Sayfa =>
§ §
KÜRT VE ERMENİ –SÖZDE- İTTİFAKI
VE
ÜSTAD BEDİÜZZAMAN’IN KÜRTLER ADINA CEVABI
Birinci Cihan Harbi ve mütareke yıllarından sonra Osmanlının mağlubiyeti ve Osmanlı üzerine pazarlıkların yapıldığı devrede (1920), İngiliz Dışişleri Bakanlığının marifetiyle, güya Kürd ve Ermeni temsilcileri Paris’te bir araya getirilir.
Görüşmelere Kürtleri temsilen Şerif Paşa, Ermenileri temsilen de Bogos Nubar Paşa katılır. Müzakereler 20 Kasım 1919’da anlaşmayla sonuçlanır. Taraflar imzaladıkları metni aynı gün Paris Barış Konferansı’na sunarlar. Anlaşmanın maddeleri şunlardı:
1- Kürtler ve Ermeniler ortak istek ve çıkarlara sahiptirler,
2- İki kesim de Osmanlı Devleti’nden bağımsızlık talep etmektedirler,
3- Mandater bir devletin –taraflar bu devletin İngiltere olmasını istemekteydiler- yönetimi altında birleşik bağımsız bir Ermenistan ve Kürdistan meydana getirilecektir,
İki devletin sınırlarının Konferans tarafından belirlenmesi ilke olarak benimsenmiştir,
5- Taraflar her iki devletin sınırları içerisinde kalan azınlıkların haklarını teminat altına almayı kabul etmektedirler.
§ §
Görev Talimatı => Sayfaya göre Paris'teki görüşmelerde Ermenileri kim temsil etti?
§ §
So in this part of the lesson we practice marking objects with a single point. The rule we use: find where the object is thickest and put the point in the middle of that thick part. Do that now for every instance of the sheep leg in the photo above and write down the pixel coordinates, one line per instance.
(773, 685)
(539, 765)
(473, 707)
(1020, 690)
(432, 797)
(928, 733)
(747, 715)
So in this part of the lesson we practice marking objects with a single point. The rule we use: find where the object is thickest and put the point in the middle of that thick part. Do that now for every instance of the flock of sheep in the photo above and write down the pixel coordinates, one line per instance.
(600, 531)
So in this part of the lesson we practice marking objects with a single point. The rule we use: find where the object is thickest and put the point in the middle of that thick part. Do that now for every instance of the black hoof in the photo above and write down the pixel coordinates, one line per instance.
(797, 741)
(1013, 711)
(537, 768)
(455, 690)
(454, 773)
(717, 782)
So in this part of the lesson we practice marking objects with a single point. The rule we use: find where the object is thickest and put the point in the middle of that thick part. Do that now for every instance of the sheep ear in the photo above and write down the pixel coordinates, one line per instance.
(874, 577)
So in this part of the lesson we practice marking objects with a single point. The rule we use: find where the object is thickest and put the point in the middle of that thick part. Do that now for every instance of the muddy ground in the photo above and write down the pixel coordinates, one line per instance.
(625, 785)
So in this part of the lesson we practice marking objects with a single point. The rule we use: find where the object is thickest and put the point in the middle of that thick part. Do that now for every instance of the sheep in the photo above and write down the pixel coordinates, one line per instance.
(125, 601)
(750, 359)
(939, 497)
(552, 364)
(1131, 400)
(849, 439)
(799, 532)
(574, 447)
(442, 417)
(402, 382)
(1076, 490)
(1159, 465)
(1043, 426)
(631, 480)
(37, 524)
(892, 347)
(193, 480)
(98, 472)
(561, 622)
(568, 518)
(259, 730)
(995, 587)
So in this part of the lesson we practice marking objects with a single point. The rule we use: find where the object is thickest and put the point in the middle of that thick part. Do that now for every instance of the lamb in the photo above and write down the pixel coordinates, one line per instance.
§ §
Çalışma Sonucu => Bogos Nubar Paşa.